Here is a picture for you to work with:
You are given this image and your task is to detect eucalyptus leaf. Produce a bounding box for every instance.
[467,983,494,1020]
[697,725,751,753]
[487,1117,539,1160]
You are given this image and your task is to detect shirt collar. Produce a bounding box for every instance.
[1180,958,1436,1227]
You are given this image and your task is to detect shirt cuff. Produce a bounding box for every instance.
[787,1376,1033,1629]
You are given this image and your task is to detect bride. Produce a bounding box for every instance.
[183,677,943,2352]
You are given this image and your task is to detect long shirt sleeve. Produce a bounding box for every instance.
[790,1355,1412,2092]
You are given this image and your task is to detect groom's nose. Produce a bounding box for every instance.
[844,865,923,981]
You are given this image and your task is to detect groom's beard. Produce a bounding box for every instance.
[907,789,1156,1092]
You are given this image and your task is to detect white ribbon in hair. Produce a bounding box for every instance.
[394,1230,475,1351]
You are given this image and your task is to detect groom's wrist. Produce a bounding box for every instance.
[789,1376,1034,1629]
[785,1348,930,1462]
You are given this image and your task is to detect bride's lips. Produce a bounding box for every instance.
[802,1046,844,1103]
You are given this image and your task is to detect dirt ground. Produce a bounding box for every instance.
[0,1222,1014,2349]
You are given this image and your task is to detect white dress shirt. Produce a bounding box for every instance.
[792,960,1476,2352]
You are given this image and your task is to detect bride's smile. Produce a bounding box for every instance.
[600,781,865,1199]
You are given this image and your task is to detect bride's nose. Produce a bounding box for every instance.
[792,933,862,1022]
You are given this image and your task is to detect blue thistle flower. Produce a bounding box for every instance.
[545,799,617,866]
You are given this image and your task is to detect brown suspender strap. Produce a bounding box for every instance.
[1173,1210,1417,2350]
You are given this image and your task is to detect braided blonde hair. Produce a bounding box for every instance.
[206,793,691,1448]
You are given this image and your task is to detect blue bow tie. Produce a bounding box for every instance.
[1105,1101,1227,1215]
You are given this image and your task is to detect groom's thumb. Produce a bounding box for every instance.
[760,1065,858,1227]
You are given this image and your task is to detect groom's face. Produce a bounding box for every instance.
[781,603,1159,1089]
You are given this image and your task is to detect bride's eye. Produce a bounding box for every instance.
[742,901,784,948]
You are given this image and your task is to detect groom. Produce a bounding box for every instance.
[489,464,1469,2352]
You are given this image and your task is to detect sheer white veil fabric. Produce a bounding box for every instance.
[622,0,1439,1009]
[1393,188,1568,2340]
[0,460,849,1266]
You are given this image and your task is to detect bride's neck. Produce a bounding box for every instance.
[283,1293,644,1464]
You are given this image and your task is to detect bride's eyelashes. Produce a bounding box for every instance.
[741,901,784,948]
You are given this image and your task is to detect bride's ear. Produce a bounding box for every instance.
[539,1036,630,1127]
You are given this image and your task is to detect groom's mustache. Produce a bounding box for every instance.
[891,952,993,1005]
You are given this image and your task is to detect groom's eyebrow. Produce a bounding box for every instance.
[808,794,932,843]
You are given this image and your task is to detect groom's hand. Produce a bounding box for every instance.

*Aim of the exercise*. All records above are to be output again exactly as they stand.

*Output for this exercise*.
Here is a picture for you to work with:
You are given this image and your task is to detect eucalyptus leaf. Produce a bounding box for every instance.
[467,983,494,1020]
[697,725,751,753]
[487,1117,539,1160]
You are given this image and your task is to detect shirt collar. Produce a bounding box for every instance.
[1180,958,1436,1227]
You are given this image and your task is to detect shirt cuff. Produce a bounding box for every instance.
[787,1376,1033,1629]
You are given this image and your task is to detect bride. Produce a bounding box for every instance.
[183,677,943,2352]
You are given this image and your task is to detect long shirt sleeve. Produce a bounding box for every instance.
[790,1355,1412,2092]
You are given this image and your task is to detect groom's nose. Produce a bounding box for every instance.
[844,865,923,981]
You are given this image and your task is to detect groom's beard. Produce a bounding box for every instance.
[907,789,1156,1092]
You are given this image and your task is to detect white ribbon in hair. Produce a bounding box for every instance.
[394,1230,475,1351]
You are given this image and your task is to detect groom's wrist. Produce a bounding box for every instance.
[789,1376,1034,1629]
[785,1348,930,1462]
You are given this image and your task is to detect bride's lips. Produce a bounding box for every instance.
[802,1046,844,1103]
You are given this image and your task is to detect dirt ground. Produce a bounding box for every instance.
[0,1222,1014,2349]
You are given this image and your task is to detect white dress shirt. Produce a bounding box for every instance.
[792,960,1476,2352]
You are given this image and your task is to detect bride's smile. Produce a bounding box for every instance.
[600,781,865,1199]
You are given this image and your task is to detect bride's nose. Produce a bounding box for every instance.
[792,933,862,1022]
You are given this image and your task is to detect blue thistle flower. Produce a bounding box for every instance.
[545,799,617,866]
You are given this image and your task is to detect brown suspender strap. Produce a bounding box for every instance.
[1173,1210,1417,2350]
You are given this image and your task is to detect braided blonde hair. Produce a bounding box for every instance.
[206,793,691,1448]
You are given this image and your task is to detect blue bow tie. Produce a bounding box for every instance.
[1105,1101,1227,1215]
You are given this image and your task is to detect groom's thumb. Produce a bounding box for every instance.
[760,1065,858,1227]
You are given this image and your task is to detect groom's face. Produce a bounding box for every instance.
[781,603,1159,1089]
You are given this image and your task is to detect bride's eye. Produce a bounding box for every instance.
[742,901,784,948]
You are given this image and your task is to detect groom. Produce a bounding box for every instance.
[489,464,1469,2352]
You are given this image and your task is to detect sheer white veil fabric. Produce a bounding box for every instance.
[622,0,1439,1009]
[1393,188,1568,2340]
[0,460,849,1266]
You are given this image and your task is to detect bride's neck. Produce a bounding box for every instance.
[283,1293,644,1464]
You are given this image and your task is to detect bride's eyelashes. Produce a bounding box for every instance.
[741,901,784,948]
You are given this image and your task is to detect bride's ear. Produce a bounding box for every instance.
[539,1036,630,1127]
You are given this image and your task is to detect groom's mustache. Produce a bounding box for every instance.
[891,952,993,1005]
You are given this image and your task is to detect groom's eyebrow. Produce a bounding box for every instance.
[808,794,932,843]
You are given this image and your task is to detect groom's hand. Produce a bounding box for every instance.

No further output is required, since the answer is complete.